Un esercito di dannati vigliacchi, assassini di bambini palestinesi, questa non è una guerra, questo è un genocidio,” ha commentato.

Derek’ è stato sospeso dall’uso di Facebook per 30 giorni, fatto avvenuto “molte volte” in passato con “accuse diverse.” Mi ha detto che “basta un certo numero di rapporti da parte dei troll che hanno dei gruppi segreti su chi prendere di mira.”

Lo stesso schema si è ripetuto con ‘Anissa’, ‘Debbie’, Erika’, ‘Layla’, ‘Olivia’, ‘Rich’, ‘Eddy’ e numerosissimi altri.

Ma chi sono questi “troll” e quali sono le radici del fatto che Facebook prenda costantemente di mira palestinesi e i loro sostenitori?

I troll

Secondo un documento ottenuto da Electronic Intifada, il governo israeliano ha finanziato con un enorme budget una “campagna globale di pressione” con l’unico scopo di influenzare l’opinione pubblica straniera e combattere il movimento palestinese di Boicottaggio, Disinvestimento e Sanzioni (BDS). Scrivendo su EI, Asa Winstanley ha descritto “un esercito di migliaia di troll” che è “parzialmente finanziato dal Ministero Israeliano per gli Affari Strategici”.

Per occultare il proprio coinvolgimento, il ministero ha ammesso di operare usando come facciata dei gruppi che ‘non vogliono rivelare il loro legame con lo Stato,’” ha scritto Winstanley.

Uno di questi gruppi di troll, che si stima includa 15.000 membri attivi, è Act.IL.

Sul sito web “Jacobin Magazine” [rivista on line della sinistra radicale americana, ndtr.], Michael Bueckert  ha descritto la funzione principale degli utenti dell’applicazione Act.IL:

Con le applicazioni su cellulari e la piattaforma online Act.IL, Israele mira a reclutare una folla di attivisti da tastiera e troll per unirsi alla loro guerra contro le più insidiose forme di violenza: i tweet pro-palestinesi e i post su Facebook.”

Act.IL è solo la punta dell’iceberg di un tentativo massiccio e centralizzato, guidato dal governo israeliano e che coinvolge legioni di sostenitori in tutto il mondo. Comunque, Israele non avrebbe mai raggiunto i propri obiettivi se Facebook non si fosse ufficialmente unita al governo israeliano nella sua “guerra” sui social contro i palestinesi.

Sembra che Sohaib Zahda, nel 2014, sia stato il primo palestinese a essere arrestato dall’esercito israeliano per un suo post sui social, seguendo una nuova strategia con cui si vuole dare un giro di vite a quello che Israele considera “incitamento all’odio”. Da allora la campagna di arresti si è allargata e ha incluso centinaia di palestinesi, la maggior parte giovani attivisti artisti, poeti e studenti.

Ma, secondo “Intercept”[sito di controinformazione e di denuncia, ndtr.], Israele ha cominciato a monitorare seriamente Facebook solo nel 2015.
..............................
PROBLEMA PROPOSTO 1: Stampa la parte del testo su Facebook e i troll che parte da "Sembra che Sohaib" e arriva fino a "poeti e studenti.".
PROBLEMA PROPOSTO 2: Prosegui il testo su Facebook e i troll partendo dalla sua ultima frase.

DATI FORNITI:
..............................
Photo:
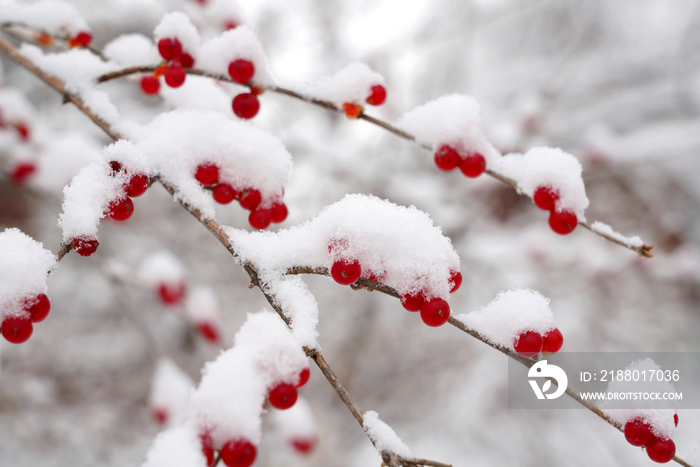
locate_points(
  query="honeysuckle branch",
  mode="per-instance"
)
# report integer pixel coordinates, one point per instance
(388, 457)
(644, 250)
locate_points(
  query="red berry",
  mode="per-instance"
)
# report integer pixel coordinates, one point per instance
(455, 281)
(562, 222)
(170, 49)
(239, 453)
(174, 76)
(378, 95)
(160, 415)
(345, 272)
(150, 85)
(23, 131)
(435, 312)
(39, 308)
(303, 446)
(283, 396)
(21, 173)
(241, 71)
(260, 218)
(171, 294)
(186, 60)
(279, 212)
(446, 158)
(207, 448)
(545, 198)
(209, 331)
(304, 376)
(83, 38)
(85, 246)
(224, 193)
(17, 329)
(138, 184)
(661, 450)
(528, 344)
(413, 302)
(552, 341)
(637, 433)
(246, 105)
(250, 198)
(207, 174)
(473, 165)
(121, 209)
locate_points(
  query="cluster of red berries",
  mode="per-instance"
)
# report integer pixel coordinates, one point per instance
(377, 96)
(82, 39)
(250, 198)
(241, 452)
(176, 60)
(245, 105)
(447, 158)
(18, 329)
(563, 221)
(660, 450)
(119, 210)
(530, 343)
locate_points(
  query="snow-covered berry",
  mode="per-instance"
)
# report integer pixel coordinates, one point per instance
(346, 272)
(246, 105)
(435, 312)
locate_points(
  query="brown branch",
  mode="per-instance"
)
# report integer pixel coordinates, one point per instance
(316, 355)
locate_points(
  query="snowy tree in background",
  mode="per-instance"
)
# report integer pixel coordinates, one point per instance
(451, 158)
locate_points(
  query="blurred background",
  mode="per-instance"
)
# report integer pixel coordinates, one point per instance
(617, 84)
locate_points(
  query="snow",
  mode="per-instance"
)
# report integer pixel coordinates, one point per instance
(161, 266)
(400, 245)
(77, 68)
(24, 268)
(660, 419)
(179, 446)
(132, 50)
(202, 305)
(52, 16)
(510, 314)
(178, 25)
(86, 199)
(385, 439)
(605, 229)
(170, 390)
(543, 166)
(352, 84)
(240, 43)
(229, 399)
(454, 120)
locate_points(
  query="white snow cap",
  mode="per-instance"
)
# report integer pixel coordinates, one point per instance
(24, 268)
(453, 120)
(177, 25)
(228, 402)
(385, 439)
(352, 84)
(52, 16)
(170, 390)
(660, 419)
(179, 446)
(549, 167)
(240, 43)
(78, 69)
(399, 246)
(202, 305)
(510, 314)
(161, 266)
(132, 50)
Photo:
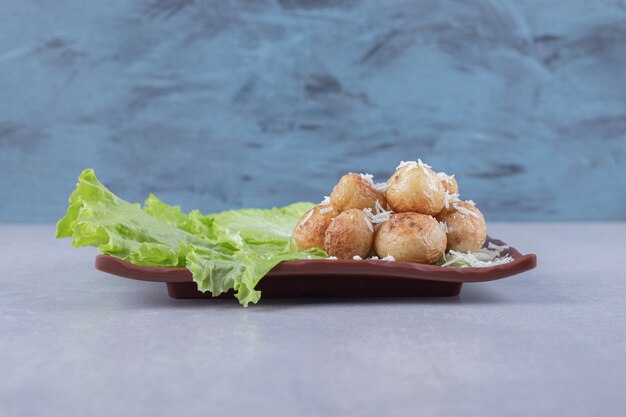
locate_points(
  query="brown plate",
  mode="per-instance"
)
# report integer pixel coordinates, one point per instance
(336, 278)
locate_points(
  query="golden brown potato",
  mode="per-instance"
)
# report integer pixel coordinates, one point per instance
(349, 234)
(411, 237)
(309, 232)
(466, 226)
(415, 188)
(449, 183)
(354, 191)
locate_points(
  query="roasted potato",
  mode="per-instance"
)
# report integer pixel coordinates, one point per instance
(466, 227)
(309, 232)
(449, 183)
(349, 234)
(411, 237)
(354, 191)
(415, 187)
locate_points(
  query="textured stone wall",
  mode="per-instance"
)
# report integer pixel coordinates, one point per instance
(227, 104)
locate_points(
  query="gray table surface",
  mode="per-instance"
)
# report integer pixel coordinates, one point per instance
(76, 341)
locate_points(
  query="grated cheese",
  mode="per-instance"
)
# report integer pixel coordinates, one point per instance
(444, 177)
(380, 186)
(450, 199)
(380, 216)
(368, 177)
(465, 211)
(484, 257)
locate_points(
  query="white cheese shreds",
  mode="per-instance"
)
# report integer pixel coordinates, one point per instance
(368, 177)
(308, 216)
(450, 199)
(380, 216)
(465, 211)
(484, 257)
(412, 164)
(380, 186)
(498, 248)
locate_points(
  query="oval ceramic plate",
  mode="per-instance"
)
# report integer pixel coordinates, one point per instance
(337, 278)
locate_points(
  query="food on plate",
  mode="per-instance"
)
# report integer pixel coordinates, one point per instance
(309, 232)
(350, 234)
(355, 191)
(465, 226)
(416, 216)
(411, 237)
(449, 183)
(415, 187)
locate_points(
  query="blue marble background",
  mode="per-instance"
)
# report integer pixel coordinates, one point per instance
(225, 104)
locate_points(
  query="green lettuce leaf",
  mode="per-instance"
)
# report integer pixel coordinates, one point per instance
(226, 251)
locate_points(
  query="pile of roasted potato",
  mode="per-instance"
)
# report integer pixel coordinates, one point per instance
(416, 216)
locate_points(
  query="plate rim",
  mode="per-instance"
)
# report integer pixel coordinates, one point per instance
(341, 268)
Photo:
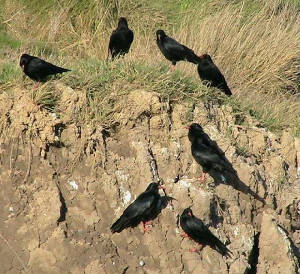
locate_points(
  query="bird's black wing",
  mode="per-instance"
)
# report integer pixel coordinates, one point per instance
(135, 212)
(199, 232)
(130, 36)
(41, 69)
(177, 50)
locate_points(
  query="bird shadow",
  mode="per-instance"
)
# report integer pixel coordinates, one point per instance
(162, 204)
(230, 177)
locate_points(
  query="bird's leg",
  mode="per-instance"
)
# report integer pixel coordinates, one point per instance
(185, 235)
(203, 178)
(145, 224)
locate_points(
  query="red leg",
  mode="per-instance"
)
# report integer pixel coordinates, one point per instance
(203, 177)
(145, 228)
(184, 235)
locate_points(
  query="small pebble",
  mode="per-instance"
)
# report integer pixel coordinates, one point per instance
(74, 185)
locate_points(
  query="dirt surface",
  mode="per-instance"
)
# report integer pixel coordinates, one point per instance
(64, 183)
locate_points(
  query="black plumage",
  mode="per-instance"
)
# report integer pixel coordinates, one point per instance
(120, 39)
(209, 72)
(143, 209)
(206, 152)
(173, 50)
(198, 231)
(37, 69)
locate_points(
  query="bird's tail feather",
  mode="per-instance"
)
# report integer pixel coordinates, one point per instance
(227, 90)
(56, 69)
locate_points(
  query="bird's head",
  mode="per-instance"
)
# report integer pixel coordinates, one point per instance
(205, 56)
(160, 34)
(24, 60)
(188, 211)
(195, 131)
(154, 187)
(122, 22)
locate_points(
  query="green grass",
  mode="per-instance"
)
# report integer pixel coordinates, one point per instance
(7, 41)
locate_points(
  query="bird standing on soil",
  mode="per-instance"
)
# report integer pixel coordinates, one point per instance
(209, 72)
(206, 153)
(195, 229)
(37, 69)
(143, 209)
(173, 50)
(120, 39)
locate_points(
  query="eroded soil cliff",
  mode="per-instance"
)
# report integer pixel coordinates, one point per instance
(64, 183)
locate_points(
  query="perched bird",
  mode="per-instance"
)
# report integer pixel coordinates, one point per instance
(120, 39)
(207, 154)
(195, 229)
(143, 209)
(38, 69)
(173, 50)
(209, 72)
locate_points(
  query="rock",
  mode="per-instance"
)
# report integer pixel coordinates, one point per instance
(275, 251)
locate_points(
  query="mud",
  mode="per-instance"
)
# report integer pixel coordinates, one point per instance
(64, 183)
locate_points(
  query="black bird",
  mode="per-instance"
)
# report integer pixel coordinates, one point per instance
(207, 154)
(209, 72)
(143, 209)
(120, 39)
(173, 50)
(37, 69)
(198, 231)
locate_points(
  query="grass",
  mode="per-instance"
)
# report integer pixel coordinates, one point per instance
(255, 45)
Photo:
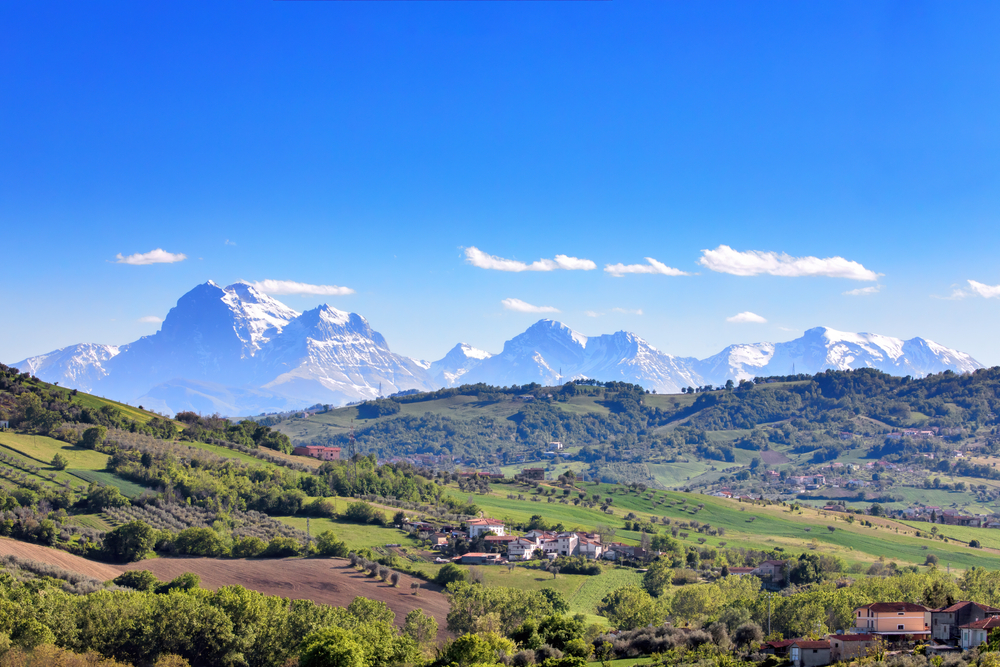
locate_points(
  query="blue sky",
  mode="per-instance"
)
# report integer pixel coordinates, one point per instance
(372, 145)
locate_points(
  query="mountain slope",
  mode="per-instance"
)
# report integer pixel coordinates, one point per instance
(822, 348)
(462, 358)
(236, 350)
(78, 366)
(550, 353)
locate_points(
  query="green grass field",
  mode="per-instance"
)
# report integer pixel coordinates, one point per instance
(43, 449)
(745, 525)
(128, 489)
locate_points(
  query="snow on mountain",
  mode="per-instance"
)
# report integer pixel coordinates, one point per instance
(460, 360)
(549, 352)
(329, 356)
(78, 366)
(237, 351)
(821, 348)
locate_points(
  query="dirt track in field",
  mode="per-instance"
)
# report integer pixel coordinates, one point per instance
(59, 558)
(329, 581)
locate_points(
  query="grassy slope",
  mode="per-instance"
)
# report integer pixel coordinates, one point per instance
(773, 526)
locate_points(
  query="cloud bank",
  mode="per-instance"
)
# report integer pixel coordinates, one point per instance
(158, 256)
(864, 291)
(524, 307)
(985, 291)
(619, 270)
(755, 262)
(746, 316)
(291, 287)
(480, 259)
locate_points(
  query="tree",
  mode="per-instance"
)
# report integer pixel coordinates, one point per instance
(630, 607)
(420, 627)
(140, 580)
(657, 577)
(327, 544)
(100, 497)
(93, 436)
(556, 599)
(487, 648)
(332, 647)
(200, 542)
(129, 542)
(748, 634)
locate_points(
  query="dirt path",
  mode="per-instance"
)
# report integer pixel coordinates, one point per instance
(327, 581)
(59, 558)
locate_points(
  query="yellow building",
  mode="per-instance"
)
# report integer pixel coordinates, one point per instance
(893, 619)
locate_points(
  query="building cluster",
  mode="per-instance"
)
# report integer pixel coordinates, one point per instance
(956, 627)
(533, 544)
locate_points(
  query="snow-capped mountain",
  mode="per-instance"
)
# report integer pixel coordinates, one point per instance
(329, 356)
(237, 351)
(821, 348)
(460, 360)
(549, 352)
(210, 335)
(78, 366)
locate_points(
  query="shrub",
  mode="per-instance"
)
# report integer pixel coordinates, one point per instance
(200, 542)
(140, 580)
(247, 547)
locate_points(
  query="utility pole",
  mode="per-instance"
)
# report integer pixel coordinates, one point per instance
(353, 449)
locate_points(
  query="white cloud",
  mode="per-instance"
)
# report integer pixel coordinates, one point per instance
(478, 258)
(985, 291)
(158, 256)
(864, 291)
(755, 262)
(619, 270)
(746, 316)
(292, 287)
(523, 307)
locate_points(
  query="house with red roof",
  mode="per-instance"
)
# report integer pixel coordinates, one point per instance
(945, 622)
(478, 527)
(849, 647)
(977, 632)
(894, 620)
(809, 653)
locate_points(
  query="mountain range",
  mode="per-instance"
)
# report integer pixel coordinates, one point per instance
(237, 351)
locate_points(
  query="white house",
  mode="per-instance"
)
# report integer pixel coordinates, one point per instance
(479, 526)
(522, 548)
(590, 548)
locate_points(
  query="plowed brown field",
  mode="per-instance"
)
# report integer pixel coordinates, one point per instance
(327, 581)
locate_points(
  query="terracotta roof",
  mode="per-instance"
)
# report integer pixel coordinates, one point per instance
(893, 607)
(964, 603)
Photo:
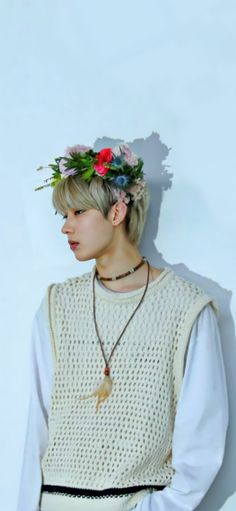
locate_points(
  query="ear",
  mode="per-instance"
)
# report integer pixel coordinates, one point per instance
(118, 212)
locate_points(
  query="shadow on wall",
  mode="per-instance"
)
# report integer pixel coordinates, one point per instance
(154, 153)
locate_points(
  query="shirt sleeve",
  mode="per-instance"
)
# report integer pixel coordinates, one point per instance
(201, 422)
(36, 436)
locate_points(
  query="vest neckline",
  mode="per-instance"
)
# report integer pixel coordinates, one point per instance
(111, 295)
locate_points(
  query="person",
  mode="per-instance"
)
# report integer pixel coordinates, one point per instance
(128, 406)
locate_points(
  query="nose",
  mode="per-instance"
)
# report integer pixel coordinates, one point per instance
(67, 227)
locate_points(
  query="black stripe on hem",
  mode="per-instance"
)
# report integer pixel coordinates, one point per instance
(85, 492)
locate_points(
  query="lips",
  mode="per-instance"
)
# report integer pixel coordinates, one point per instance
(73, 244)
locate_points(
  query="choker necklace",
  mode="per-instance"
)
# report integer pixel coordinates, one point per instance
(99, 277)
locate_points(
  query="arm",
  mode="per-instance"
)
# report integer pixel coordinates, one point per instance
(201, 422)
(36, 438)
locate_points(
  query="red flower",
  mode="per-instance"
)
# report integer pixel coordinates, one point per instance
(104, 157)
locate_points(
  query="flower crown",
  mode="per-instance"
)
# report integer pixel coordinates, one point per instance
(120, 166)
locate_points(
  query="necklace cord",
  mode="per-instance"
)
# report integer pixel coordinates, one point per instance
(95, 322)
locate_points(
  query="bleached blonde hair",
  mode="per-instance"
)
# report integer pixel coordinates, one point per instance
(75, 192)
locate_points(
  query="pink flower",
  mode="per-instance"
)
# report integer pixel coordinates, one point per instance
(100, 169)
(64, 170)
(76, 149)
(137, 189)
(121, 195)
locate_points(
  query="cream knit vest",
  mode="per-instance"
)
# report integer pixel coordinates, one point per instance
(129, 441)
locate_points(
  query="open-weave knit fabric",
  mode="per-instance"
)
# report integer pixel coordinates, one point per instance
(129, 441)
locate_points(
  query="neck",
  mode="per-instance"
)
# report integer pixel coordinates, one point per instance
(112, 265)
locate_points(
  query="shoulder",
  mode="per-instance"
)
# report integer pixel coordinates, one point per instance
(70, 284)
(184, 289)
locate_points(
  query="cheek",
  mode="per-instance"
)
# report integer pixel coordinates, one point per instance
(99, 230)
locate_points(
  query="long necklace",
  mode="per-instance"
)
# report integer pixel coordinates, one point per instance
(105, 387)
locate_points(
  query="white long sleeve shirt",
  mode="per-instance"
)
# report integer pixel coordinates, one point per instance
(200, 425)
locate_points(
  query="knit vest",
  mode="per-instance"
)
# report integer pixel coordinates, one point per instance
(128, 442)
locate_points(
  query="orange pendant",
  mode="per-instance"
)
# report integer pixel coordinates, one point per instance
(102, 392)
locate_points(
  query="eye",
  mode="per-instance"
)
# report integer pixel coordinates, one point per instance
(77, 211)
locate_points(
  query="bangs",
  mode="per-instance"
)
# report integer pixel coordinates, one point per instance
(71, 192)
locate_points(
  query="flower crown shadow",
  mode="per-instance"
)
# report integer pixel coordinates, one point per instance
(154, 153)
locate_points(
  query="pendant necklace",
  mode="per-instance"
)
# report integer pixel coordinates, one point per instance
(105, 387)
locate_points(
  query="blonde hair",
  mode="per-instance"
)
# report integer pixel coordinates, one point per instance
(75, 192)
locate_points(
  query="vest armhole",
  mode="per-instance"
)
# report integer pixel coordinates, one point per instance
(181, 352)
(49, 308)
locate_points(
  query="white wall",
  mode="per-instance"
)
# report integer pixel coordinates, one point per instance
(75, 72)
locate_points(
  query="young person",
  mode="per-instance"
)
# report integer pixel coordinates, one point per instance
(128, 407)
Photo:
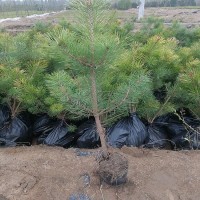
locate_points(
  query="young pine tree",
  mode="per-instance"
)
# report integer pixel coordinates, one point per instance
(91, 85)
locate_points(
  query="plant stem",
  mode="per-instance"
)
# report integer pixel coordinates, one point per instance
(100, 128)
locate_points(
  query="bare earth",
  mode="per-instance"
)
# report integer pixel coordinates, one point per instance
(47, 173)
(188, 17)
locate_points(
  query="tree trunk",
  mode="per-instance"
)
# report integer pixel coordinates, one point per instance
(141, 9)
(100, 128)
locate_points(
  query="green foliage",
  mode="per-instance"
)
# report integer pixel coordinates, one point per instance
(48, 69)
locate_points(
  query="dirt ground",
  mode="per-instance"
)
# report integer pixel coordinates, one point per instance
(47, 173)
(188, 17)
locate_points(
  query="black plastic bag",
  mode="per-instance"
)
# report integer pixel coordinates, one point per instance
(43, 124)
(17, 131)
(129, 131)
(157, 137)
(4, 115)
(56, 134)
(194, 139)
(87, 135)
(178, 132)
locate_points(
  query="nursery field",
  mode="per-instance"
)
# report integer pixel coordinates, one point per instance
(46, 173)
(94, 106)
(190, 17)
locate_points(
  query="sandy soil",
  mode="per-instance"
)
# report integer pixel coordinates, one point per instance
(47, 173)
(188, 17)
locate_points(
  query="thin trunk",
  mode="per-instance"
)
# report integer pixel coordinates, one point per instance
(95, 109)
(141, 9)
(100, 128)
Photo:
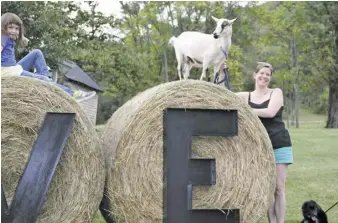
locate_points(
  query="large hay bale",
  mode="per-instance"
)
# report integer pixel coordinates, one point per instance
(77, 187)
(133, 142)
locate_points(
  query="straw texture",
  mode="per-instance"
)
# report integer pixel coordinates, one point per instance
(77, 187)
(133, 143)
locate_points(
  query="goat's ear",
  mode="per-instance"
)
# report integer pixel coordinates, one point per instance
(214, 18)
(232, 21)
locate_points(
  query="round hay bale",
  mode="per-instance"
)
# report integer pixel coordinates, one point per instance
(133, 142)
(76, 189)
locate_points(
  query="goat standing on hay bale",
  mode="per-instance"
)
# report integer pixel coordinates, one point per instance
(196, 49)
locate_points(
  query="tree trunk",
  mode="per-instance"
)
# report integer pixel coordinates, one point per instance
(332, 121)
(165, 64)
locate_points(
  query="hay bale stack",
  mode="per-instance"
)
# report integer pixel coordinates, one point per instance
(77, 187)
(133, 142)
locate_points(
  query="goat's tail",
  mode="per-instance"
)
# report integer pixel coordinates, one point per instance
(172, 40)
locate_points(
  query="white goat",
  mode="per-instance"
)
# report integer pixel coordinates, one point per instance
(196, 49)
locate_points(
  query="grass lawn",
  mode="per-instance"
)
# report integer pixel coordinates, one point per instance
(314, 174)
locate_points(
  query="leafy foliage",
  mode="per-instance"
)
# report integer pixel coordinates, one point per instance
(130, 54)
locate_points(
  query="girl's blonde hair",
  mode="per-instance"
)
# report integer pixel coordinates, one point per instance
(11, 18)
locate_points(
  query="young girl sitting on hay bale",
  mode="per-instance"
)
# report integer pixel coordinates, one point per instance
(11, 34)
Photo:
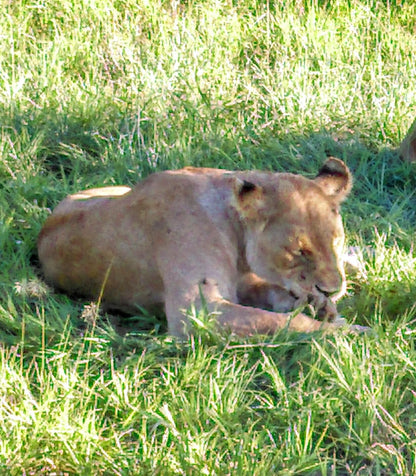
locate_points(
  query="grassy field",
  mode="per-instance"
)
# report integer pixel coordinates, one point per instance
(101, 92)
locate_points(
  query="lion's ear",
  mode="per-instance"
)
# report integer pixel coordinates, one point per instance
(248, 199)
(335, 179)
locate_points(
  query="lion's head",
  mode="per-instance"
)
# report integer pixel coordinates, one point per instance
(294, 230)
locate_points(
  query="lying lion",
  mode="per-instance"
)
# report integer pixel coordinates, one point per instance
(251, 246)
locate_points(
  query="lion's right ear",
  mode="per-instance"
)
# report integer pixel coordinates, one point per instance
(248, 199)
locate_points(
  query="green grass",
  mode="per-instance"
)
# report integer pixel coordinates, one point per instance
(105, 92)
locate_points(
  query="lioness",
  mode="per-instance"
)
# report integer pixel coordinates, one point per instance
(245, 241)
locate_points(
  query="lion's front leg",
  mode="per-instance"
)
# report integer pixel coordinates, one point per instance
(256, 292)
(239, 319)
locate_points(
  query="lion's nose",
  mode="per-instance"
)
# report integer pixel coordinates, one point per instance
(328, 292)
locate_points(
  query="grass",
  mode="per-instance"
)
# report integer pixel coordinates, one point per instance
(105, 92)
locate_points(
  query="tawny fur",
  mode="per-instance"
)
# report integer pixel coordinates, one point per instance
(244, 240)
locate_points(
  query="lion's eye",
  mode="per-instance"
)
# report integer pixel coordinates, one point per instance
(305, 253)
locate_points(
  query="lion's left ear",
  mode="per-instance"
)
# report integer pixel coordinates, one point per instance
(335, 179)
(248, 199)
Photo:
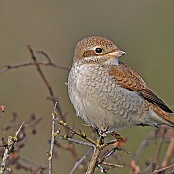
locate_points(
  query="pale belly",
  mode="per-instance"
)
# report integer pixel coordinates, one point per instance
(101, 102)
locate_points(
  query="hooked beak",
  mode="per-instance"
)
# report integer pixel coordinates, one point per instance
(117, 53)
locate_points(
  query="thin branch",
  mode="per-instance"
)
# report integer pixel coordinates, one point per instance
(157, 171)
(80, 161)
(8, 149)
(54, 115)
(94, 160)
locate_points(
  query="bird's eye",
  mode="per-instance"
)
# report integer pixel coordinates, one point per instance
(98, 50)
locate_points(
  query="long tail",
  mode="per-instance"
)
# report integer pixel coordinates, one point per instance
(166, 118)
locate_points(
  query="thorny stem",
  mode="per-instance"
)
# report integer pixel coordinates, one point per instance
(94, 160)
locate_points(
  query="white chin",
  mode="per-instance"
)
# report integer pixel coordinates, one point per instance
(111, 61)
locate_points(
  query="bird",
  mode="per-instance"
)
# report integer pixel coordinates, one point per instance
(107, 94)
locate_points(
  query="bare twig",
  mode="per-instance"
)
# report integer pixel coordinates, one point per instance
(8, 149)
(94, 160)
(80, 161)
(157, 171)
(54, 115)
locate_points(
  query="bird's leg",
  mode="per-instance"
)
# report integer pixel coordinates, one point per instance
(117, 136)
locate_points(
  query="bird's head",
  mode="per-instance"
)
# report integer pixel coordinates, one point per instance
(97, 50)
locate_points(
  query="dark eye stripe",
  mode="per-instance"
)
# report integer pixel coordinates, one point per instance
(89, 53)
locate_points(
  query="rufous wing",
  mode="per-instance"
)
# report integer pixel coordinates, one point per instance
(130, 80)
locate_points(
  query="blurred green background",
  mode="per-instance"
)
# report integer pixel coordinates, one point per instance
..............................
RISULTATO ESERCIZIO 1:
Sembra che Sohaib Zahda, nel 2014, sia stato il primo palestinese a essere arrestato dall’esercito israeliano per un suo post sui social, seguendo una nuova strategia con cui si vuole dare un giro di vite a quello che Israele considera “incitamento all’odio”. Da allora la campagna di arresti si è allargata e ha incluso centinaia di palestinesi, la maggior parte giovani attivisti artisti, poeti e studenti.

RISULTATO ESERCIZIO 2:
Gli arresti di palestinesi per post su Facebook hanno aperto uno spiraglio su quale sia la situazione della sorveglianza in Israele, rivelando il lato oscuro dei social media,” ha scritto Alex Kane. “ Quella che una volta era vista come un’arma dei deboli è diventata il posto perfetto per stanare una resistenza potenziale.”

Israele ha rapidamente fabbricato una base legale per gli arresti (solo nel 2015 sono stati aperti 155 casi), dando in questo modo una copertura giuridica che è poi stata usata in accordi successivi con Facebook. Il Codice Penale israeliano del 1977, art. 144 D.2, è stato ripetutamente usato per contrastare un fenomeno sulle reti sociali che si è costituito molto più di recente, tutto in nome della repressione dell’ “incitamento alla violenza e al terrorismo”.

 

La strategia israeliana è cominciata con una massiccia campagna di propaganda, hasbara, che mira a creare una pressione pubblica e dei media su Facebook. Il governo israeliano ha attivato l’allora nascente armata di troll per costruire una narrazione globale centrata sull’idea presunta che Facebook sia diventata una piattaforma per idee violente, che i palestinesi stanno utilizzando sul campo.

Il team Facebook-Israele

Quando nel settembre 2016 il governo israeliano ha annunciato la sua intenzione di lavorare con Facebook per “contrastare l’istigazione all’odio”, il colosso dei social media era pronto a raggiungere un accordo, anche se ciò significava violare quella fondamentale libertà di espressione che aveva ripetutamente promesso di rispettare.

Secondo l’Associated Press, che cita funzionari israeliani di alto livello, in quel momento il governo israeliano e Facebook si sono accordati per “decidere come contrastare l’istigazione all’odio sul network dei social media.”

L’accordo è stato il risultato di due giorni di discussioni che hanno coinvolto, fra gli altri, il Ministro degli Interni israeliano, Gilad Erdan, e la Ministra della Giustizia, Ayelet Shaked.

In un comunicato l’ufficio di Erdan ha detto che, “si sono accordati con i rappresentanti di Facebook per creare dei team onde capire come monitorare nel modo migliore e rimuovere i contenuti provocatori.”

In essenza, ciò significa che ogni contenuto relativo alla Palestina e a Israele viene ora filtrato, non solo dagli editor di Facebook, ma anche dai funzionari israeliani.

Per i palestinesi il risultato è stato disastroso, dato che molte pagine, come quelle di PIC, sono state cancellate e innumerevoli utenti sono stati bannati, temporaneamente o per sempre.

La procedura che prende di mira i palestinesi e i loro sostenitori molto spesso segue lo stesso iter:

  • I troll pro-Israele si muovono in tutte le direzioni, monitorando e commentando i post palestinesi.

  • I troll riportano individui e contenuti presumibilmente offensivi al “team” di Facebook/Israele.

  • Facebook esegue le raccomandazioni relative agli account che sono stati segnalati come da censurare.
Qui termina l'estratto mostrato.